═════ Exercise input ═════
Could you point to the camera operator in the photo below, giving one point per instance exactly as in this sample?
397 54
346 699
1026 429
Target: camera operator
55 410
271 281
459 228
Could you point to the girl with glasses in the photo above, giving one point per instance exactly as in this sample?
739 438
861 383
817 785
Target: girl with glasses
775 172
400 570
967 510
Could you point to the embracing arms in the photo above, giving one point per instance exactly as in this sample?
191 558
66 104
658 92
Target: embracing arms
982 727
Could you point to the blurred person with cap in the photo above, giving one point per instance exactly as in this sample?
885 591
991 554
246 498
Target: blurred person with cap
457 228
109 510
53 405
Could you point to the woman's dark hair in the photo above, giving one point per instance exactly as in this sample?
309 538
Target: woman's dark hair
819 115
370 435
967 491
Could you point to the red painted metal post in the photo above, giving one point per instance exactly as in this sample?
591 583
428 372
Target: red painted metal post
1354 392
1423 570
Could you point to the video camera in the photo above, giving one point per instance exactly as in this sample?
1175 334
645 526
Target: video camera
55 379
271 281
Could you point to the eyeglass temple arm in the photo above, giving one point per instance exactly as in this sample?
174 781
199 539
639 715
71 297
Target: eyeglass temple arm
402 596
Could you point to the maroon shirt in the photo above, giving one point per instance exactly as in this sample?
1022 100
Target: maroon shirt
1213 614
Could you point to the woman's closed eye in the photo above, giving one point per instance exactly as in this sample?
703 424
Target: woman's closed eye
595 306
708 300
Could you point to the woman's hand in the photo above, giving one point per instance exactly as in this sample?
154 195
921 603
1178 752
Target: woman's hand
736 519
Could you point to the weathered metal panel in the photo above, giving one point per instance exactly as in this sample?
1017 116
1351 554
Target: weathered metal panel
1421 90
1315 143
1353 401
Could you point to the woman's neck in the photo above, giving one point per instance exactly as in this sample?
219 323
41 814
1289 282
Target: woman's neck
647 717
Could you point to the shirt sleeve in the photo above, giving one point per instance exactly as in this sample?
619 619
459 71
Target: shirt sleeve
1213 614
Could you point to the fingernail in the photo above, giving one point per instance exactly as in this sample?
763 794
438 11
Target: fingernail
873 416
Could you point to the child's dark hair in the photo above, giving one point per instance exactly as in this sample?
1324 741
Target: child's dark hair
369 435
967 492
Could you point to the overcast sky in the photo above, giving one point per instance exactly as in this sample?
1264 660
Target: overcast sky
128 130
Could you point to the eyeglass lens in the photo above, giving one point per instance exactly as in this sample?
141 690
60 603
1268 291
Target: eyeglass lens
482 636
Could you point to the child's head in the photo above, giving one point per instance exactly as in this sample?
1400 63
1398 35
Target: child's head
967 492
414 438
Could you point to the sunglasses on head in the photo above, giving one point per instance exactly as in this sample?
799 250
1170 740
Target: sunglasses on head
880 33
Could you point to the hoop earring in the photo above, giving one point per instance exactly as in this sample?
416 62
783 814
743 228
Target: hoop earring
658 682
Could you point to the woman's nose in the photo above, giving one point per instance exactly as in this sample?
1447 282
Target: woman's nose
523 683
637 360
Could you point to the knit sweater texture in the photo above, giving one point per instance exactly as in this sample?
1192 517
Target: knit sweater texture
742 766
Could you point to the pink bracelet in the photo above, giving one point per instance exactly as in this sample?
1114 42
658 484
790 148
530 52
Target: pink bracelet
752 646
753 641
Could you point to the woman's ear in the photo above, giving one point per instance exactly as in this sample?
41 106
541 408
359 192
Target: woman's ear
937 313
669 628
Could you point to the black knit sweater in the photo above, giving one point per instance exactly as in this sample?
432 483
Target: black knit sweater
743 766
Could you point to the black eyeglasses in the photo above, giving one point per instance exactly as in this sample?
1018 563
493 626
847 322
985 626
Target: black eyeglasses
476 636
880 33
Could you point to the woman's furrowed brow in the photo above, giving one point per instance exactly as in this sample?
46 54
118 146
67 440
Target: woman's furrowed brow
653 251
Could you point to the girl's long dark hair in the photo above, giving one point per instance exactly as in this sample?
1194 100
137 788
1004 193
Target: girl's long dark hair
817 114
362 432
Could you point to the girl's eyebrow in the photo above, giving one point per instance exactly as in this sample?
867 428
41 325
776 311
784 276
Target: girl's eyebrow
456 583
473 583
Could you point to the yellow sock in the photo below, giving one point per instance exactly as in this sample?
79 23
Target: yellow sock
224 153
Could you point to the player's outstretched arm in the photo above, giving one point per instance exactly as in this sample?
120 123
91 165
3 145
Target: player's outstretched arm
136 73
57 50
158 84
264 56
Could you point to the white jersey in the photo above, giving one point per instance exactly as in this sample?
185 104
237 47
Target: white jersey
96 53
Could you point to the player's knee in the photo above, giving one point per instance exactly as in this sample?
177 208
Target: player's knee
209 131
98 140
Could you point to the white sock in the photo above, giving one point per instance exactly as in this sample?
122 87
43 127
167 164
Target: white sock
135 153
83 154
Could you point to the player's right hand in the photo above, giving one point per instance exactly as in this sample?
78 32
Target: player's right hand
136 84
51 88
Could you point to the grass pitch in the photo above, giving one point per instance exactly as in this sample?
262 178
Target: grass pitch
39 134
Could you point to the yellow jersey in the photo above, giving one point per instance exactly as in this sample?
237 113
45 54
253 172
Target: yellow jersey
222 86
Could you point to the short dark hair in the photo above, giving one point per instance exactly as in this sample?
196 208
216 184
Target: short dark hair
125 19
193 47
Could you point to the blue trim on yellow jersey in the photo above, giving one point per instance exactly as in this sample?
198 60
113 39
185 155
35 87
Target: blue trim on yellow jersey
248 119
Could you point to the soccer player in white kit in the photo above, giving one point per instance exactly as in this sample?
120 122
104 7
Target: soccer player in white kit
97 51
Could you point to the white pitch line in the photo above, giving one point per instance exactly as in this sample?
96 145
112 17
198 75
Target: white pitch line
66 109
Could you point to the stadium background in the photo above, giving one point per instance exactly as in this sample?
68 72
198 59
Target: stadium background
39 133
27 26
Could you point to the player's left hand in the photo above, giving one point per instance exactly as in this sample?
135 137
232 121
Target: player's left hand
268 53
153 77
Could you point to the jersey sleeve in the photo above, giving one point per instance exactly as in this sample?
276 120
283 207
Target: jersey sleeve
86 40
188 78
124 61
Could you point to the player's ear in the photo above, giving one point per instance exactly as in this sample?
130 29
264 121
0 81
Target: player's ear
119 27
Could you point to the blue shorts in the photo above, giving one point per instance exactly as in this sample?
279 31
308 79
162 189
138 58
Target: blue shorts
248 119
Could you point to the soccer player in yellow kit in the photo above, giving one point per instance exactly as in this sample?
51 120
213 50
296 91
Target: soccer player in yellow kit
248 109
═════
### Try it
Please type the entries above out again exactly.

### Reply to the exercise
Could you point to the camera operator in the photo below, giving one point per instance exactly as in this sample?
397 54
346 699
1026 429
Target: camera operator
55 410
271 281
459 228
Could you point to the girl with glasses in the photo above, giving one point per instance exactly as in this sample?
739 438
861 383
817 785
Target: girl with glasses
775 172
400 570
967 510
Could you point to the embracing arms in the photo above, giving one point per instance exactly as in this sample?
191 558
66 104
658 92
Target: embracing arms
982 727
Could you point to the blurred person with cap in the photo above, giving one point per instance exactly as in this sample?
885 591
991 554
246 498
Target: blurred person with cap
457 228
109 510
53 405
Could you point to the woman's dark hair in the photo above, giving one point per instance exactly as in this sample?
309 538
Target: woman's dark hair
819 115
370 435
967 491
Could you point to the red painted metal post in the photo above, giving one point per instance exactly as in this sample?
591 583
428 372
Target: red painted metal post
1354 392
1423 570
Could you point to the video camera in the photo above, giving one point per instance exactly as in this sample?
1175 334
645 526
Target: video camera
55 379
271 281
Could you point to the eyeglass temple arm in the photo above, giving one point per instance exactly as in this sample?
174 781
199 539
639 715
71 297
Target: eyeglass temple arm
402 596
Could you point to the maroon shirt in the photo above, giving one point per instance exactly as in this sample?
1022 100
Target: maroon shirt
1213 614
Could you point to the woman's closed eye in the photo above, giving one point per instance exactly as in this sample?
703 424
Target: woman's closed eye
595 306
708 300
Could you point to the woman's hand in the photo above, giving one point per instance exactly as in this sample?
154 195
921 603
1178 752
Target: woman's hand
736 519
Could you point to the weathered metal panel in the photo above, giving one point per instance exactly as in this sample?
1017 116
1351 554
Target: weathered metal panel
1421 90
1315 143
1353 401
Could you point to the woman's neck in the photo above, giving one point per instance exactly as in this sample?
219 323
41 814
1289 282
Target: woman's neck
647 717
Could you point to the shirt sleeve in the photo above, giving one point per instance exactly as in this sample?
619 619
459 71
Target: shirt sleeve
1213 614
Could you point to the fingernail in the photo above, giving one point per instance exactly as in this sample?
763 794
438 11
Target: fingernail
873 416
Could you point to the child's dark hair in the photo above, giving one point per instance exactly as in this sample?
1324 741
Target: child's dark hair
369 435
967 492
Could you point to the overcast sky in the photo above, giving one point per instance exactly as in this sample?
1264 660
Target: overcast sky
128 130
Could you point to the eyeglass lens in the photo above, giving one point per instance exactly as in this sample?
141 690
60 603
1268 291
Target: eyeglass lens
482 636
Could you point to the child's head in the photo above, giving one point per instance exactly as in this sample?
1400 63
1398 35
Target: child's head
967 492
414 438
Could you point to the sunglasses on head in the photo above, giving one point per instance exactly as in this sample?
799 250
1170 740
Target: sunglasses on head
880 33
Could you point to the hoop earring in the photo above, giving one point per instance exactly as in this sample?
416 62
783 814
743 228
Target: hoop earring
658 682
Could you point to the woman's nose in the photo above, giving one point per instance exactly as in this sample?
1447 282
Target: woman's nose
523 683
637 360
Could you point to the knit sweater texture in the photo above, giving one point per instance exactly as in this sample?
1192 517
Target: knit sweater texture
742 766
Could you point to the pink bracelet in the photo above, giving one point per instance exactly as in this sample?
1114 42
658 484
790 148
530 52
Target: pink bracelet
752 646
753 641
Could you point to the woman's ear in the photo above, giving one point per instance exactly as in this sample?
41 106
541 408
359 192
Target: woman's ear
937 313
669 628
Could you point to the black knit sweater in the photo above, giving one point per instance exactly as in this sample?
432 483
Target: black knit sweater
743 766
Could you point to the black eyeglasses in the photo above, giving one point per instance exactly as in this sample?
1018 563
493 626
847 322
985 626
Target: black eyeglasses
476 636
880 33
Could you point to the woman's furrowed brow in the photo above, giving one point per instance exactly as in this sample?
46 54
118 146
67 440
Target: woman's furrowed brow
653 251
Could you point to the girl's long dark hair in the photo above, giving one point per instance exactly as in this sample?
1194 100
137 788
1004 193
Target: girl's long dark hair
817 114
362 432
Could you point to the girl's eyebrow in the photo above, giving one point per instance exactly as in this sample?
867 428
41 325
776 311
784 276
Target: girl's eyebrow
456 583
473 583
Could you point to the yellow sock in the photo below, giving one point per instance exactly as in this sample?
79 23
Target: yellow sock
224 153
Could you point to the player's outstretched arm in the photo above, giving one point per instance exactly as in this sample?
120 123
91 165
3 145
Target: player's outstretched arm
136 73
57 50
158 84
264 56
Could you point to the white jersey in the photo above, giving one point per instance exactly as in this sample?
185 104
237 47
Target: white jersey
96 53
Could you point to the player's knee in the photo above, giving one point per instance exactly as in this sample?
177 208
Target: player's knee
209 131
98 140
Could you point to the white sock in the photo above, giving one point per instance exactly as in this sample?
122 87
43 127
167 164
Target: white sock
135 153
83 154
Could you point to the player's right hand in the photo above, giving one point per instance exactly as in this sample?
78 32
Target: player's right hand
136 84
51 88
Could you point to the grass pitch in the photo above, giving one point per instance exactly as in this sample?
262 178
Target: grass pitch
39 134
Could you point to the yellow jersey in the photo above, giving one point per instance exactly as in this sample?
237 113
45 54
253 172
Target: yellow jersey
222 86
Could you point to the short dark hair in the photo above, giving one point per instance exactly as in this sample?
196 208
216 184
Target: short dark hair
125 19
193 47
Could you point to the blue trim on yellow jersey in the photo above, giving one point per instance exactly as in this sample?
198 60
113 39
185 155
35 87
Target: blue trim on yellow jersey
248 119
Could you point to the soccer player in white kit in the photo above, giving one point per instance exactly as in this sample?
120 122
104 7
Target: soccer player in white kit
97 51
Could you point to the white pitch line in the photo above, giving one point per instance exactly as in this sample?
96 145
112 17
198 75
Target: white pitch line
66 109
Could you point to the stadium background in the photo above, giving one point per instance exactly as in this sample?
68 72
198 59
Target: stadium background
39 133
27 26
Could you point to the player's left hand in the photo above, giving one point per instance exactly as in this sample?
135 137
232 121
Target: player's left hand
268 53
153 77
Could you point to the jersey sleeve in the photo above, giving one point per instance exactly as in this sample?
276 120
283 207
Target: jersey sleeve
86 40
188 78
124 61
Could you point to the player's ear in the photo above, giving one point per instance exactly as in this sample?
130 29
264 121
0 81
Target: player's ear
119 27
Could you point to the blue shorts in the photo above, giving one point per instance exactly as in this sample?
279 31
308 79
162 189
138 58
Target: blue shorts
248 119
Could you point to the soccer player in yellow kit in the photo above, giving one point per instance exactly as in this sample?
51 120
213 50
296 91
Target: soccer player in yellow kit
248 109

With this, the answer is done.